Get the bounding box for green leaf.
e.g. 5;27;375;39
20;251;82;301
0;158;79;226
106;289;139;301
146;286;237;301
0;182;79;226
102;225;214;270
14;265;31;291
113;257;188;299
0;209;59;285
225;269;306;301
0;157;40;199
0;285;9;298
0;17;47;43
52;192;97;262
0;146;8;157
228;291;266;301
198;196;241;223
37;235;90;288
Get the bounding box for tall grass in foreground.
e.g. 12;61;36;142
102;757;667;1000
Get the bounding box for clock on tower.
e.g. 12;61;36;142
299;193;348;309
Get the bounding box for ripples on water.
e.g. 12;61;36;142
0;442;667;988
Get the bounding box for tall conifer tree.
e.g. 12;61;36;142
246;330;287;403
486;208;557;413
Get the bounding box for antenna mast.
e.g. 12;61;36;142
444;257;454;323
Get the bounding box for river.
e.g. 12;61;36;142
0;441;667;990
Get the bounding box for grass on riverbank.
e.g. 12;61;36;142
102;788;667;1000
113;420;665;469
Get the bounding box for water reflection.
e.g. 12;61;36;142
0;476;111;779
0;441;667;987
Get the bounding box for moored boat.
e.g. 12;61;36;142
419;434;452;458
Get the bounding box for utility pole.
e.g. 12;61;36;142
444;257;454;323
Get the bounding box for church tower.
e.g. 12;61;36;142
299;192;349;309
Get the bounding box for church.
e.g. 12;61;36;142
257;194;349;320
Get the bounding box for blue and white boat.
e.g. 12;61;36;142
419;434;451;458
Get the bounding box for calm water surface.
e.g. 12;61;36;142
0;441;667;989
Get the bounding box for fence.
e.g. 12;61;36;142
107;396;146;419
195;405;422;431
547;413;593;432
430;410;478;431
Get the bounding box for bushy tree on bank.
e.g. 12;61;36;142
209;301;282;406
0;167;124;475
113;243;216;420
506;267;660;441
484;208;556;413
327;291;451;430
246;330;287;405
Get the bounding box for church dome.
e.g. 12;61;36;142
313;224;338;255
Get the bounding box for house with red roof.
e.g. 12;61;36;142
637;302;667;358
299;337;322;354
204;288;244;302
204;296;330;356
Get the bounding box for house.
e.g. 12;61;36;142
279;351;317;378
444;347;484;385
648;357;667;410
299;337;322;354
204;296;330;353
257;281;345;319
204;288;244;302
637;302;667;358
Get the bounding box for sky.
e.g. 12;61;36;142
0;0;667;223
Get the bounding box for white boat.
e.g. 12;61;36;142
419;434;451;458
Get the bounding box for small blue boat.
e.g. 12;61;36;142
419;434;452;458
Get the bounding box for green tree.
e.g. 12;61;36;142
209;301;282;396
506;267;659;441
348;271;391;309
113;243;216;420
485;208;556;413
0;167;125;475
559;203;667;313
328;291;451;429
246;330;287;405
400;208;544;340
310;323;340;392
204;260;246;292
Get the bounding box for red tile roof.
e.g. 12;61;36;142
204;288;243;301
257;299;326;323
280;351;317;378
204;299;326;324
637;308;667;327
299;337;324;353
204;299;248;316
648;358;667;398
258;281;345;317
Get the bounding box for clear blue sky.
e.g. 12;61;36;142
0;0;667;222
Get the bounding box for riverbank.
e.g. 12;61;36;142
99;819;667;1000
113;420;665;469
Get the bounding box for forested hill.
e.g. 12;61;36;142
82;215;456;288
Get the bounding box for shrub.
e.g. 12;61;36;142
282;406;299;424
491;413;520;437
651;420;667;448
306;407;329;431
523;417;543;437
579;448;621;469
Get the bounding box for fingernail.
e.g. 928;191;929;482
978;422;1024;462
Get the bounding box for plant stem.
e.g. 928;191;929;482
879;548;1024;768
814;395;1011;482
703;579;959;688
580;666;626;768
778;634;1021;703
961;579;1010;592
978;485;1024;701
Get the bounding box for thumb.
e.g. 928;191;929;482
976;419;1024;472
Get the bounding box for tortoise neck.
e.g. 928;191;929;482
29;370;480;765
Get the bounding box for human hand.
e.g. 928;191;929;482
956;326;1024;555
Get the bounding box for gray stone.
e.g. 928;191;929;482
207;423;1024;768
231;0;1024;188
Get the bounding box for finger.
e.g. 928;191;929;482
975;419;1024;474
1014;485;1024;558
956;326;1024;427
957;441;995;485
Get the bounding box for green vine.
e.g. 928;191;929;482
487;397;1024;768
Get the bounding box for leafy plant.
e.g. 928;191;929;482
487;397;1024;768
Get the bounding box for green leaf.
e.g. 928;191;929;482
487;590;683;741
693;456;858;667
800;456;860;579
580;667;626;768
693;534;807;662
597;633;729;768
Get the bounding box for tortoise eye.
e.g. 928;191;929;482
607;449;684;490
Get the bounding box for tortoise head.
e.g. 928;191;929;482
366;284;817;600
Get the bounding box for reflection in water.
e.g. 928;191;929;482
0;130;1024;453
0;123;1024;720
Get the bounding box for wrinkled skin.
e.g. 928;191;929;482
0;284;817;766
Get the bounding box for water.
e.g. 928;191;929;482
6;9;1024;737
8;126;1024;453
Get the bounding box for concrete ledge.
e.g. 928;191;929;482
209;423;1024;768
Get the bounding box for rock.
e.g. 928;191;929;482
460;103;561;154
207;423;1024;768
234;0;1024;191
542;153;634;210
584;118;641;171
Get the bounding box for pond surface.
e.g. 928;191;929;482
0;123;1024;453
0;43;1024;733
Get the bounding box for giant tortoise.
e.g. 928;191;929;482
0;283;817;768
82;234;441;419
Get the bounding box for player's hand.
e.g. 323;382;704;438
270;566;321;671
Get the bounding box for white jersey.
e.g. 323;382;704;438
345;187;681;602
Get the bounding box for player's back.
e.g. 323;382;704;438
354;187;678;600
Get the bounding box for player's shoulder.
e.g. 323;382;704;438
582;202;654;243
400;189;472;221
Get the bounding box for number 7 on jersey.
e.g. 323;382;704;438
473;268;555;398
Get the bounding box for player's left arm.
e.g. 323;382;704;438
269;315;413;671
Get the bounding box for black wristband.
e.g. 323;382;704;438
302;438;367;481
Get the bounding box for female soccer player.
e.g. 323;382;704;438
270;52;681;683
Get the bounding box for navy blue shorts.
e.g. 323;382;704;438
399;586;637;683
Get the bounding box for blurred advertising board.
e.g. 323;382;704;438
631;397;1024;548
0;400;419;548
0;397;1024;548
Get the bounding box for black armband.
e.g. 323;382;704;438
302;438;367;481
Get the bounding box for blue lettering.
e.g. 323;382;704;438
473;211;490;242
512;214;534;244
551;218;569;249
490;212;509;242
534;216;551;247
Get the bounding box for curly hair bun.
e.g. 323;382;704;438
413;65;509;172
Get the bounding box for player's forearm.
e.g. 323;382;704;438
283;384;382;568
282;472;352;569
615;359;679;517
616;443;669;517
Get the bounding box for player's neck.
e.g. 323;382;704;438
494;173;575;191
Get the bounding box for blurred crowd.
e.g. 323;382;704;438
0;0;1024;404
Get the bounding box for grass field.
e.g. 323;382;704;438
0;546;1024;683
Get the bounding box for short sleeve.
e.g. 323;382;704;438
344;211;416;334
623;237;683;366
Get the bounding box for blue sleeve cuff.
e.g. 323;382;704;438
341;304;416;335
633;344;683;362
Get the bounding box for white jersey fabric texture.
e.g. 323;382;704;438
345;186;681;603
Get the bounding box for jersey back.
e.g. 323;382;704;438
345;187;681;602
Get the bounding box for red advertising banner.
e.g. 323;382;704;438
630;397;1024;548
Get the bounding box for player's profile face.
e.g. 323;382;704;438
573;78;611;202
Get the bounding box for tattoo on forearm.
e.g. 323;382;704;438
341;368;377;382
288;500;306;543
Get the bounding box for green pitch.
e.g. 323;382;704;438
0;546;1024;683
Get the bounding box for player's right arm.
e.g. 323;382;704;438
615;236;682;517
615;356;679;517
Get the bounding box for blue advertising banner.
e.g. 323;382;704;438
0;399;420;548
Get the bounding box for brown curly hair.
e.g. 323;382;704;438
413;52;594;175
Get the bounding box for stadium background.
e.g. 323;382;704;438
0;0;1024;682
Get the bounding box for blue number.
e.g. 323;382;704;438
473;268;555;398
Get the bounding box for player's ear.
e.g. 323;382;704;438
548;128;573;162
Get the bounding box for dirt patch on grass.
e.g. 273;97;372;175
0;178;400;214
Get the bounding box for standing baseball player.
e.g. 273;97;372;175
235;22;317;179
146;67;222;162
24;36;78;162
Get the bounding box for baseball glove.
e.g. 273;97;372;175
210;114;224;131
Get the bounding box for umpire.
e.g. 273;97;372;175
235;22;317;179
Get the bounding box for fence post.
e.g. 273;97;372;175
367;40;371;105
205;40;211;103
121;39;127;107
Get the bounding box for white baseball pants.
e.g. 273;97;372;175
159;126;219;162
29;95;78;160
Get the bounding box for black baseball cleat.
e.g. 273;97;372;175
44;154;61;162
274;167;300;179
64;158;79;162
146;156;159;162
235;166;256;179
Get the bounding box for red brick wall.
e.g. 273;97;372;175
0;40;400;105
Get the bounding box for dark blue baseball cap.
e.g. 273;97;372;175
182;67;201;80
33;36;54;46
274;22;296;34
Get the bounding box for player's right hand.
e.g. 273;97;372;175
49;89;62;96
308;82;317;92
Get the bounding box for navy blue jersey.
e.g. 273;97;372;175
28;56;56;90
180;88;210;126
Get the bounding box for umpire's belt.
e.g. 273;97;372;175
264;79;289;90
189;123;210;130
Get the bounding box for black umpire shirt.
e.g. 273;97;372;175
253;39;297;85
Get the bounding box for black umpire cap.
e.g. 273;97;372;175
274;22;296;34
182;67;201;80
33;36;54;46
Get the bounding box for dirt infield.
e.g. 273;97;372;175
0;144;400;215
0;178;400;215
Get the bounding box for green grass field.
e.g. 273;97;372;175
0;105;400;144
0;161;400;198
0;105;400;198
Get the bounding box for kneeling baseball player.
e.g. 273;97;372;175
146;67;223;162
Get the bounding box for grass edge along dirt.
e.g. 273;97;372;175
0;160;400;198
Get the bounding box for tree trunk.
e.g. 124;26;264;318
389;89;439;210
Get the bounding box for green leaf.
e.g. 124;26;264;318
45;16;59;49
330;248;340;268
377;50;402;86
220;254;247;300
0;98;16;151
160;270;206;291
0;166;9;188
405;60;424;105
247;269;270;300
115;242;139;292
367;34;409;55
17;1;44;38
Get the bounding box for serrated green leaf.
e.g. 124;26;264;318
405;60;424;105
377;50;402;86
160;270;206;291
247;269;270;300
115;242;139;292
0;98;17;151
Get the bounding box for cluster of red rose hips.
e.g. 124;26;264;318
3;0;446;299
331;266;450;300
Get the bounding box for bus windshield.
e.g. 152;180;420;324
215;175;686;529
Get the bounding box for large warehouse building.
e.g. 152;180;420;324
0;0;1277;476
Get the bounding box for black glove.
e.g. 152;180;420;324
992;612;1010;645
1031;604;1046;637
════════
GOAL OF THE EXERCISE. Reproduce the material verbatim from the line with "Get the bounding box for moored boat." to the line with "430;410;478;431", including both of those lines.

SOLVED EXERCISE.
Get the bounding box for moored boat.
e.g. 12;61;36;142
419;434;452;458
Get the bounding box for utility pole.
e.g. 12;61;36;142
444;257;454;323
Get the bounding box for church tower.
e.g. 12;61;36;142
299;192;349;309
Get the bounding box for church.
e.g. 12;61;36;142
257;194;349;320
Get the bounding box for blue and white boat.
e.g. 12;61;36;142
419;434;451;458
Get the bounding box for calm water surface.
e.g. 12;61;36;142
0;441;667;989
Get the bounding box for fence.
e.g. 12;61;36;142
107;396;146;419
195;405;422;431
547;413;593;432
430;410;478;431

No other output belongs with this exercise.